**TASKS TO CARRY OUT**
• a. From the Zeppelin PyFlink question, quote the passage from "env = s_env" to "[Types.INT(), Types.STRING()])".
• b. Answer these questions about the Zeppelin PyFlink question:
(i) Which service supplies the Zeppelin environment being used?
(ii) What are the two field names in the row type given to the deserialization schema?
(iii) What value is set for 'group.id' in the Kafka consumer properties?
• c. Continue the Zeppelin PyFlink question from its final line.
··· SUPPLIED TEXT ···
Zeppelin Python Flink cannot print to console

364 Views Asked by At

I'm using Kinesis Data Analytics Studio which provides a Zeppelin environment.

Very simple code:

%flink.pyflink

from pyflink.common.serialization import JsonRowDeserializationSchema
from pyflink.common.typeinfo import Types
from pyflink.datastream import StreamExecutionEnvironment
from pyflink.datastream.connectors import FlinkKafkaConsumer

# create env = determine app runs locally or remotely

env = s_env or StreamExecutionEnvironment.get_execution_environment()
env.add_jars("file:///home/ec2-user/flink-sql-connector-kafka_2.12-1.13.5.jar")

# create a kafka consumer

deserialization_schema = JsonRowDeserializationSchema.builder() \
    .type_info(type_info=Types.ROW_NAMED(
      ['id', 'name'], 
      [Types.INT(), Types.STRING()])
    ).build()

kafka_consumer = FlinkKafkaConsumer(
    topics='nihao',
    deserialization_schema=deserialization_schema,
    properties={
      'bootstrap.servers': 'kakfa-brokers:9092', 
      'group.id': 'group1'
})
··· EXCERPTED DATA ···
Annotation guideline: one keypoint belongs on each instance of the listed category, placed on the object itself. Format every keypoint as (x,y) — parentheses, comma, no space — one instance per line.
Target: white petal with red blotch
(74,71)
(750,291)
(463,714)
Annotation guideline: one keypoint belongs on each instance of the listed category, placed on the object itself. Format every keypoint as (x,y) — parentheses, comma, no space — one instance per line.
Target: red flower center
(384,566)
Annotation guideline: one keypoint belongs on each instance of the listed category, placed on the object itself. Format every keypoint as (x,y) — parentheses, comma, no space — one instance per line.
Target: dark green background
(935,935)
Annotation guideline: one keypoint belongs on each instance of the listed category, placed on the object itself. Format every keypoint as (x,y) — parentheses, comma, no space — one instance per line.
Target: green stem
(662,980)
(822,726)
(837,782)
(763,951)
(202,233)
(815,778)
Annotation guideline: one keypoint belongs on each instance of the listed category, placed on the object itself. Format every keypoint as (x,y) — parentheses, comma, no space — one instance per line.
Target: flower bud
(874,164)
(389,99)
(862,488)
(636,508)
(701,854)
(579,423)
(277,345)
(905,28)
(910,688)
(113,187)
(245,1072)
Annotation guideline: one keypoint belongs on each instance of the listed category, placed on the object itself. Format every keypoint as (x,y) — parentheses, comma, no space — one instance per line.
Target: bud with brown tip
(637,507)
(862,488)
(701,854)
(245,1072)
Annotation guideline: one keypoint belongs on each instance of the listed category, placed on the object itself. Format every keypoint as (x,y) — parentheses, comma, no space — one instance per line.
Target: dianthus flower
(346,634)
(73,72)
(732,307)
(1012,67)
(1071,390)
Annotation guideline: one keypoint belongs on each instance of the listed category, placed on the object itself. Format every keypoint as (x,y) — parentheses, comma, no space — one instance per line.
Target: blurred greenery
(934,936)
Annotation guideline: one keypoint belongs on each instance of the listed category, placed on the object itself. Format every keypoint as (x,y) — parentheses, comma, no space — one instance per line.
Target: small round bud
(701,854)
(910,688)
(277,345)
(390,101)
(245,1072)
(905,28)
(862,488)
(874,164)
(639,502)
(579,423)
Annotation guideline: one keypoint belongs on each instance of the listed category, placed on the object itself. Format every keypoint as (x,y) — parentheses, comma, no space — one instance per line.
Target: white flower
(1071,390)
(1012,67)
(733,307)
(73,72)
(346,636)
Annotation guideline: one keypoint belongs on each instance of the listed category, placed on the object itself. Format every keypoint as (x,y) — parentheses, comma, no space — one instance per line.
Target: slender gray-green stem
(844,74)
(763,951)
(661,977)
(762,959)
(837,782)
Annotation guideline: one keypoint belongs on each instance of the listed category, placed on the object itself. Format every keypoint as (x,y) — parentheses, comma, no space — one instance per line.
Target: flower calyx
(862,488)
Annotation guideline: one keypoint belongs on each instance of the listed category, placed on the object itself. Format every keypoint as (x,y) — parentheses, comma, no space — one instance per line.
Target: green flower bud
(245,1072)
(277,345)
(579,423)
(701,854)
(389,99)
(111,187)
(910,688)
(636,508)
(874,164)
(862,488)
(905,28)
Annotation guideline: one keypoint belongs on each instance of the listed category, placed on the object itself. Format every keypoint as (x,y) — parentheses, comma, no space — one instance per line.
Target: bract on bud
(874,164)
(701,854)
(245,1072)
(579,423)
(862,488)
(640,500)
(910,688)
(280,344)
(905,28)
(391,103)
···
**EXPECTED ANSWERS**
• a.
env = s_env or StreamExecutionEnvironment.get_execution_environment()
env.add_jars("file:///home/ec2-user/flink-sql-connector-kafka_2.12-1.13.5.jar")

# create a kafka consumer

deserialization_schema = JsonRowDeserializationSchema.builder() \
    .type_info(type_info=Types.ROW_NAMED(
      ['id', 'name'], 
      [Types.INT(), Types.STRING()])

• b.
(i) Kinesis Data Analytics Studio
(ii) id and name
(iii) group1

• c.
kafka_consumer.set_start_from_earliest()

ds = env.add_source(kafka_consumer)

ds.print()

env.execute('job1')

I can get this working locally can sees change logs being produced to console. However I cannot get the same results in Zeppelin.

Also checked STDOUT in Flink web console task managers, nothing is there too.

Am I missing something? Searched for days and could not find anything on it.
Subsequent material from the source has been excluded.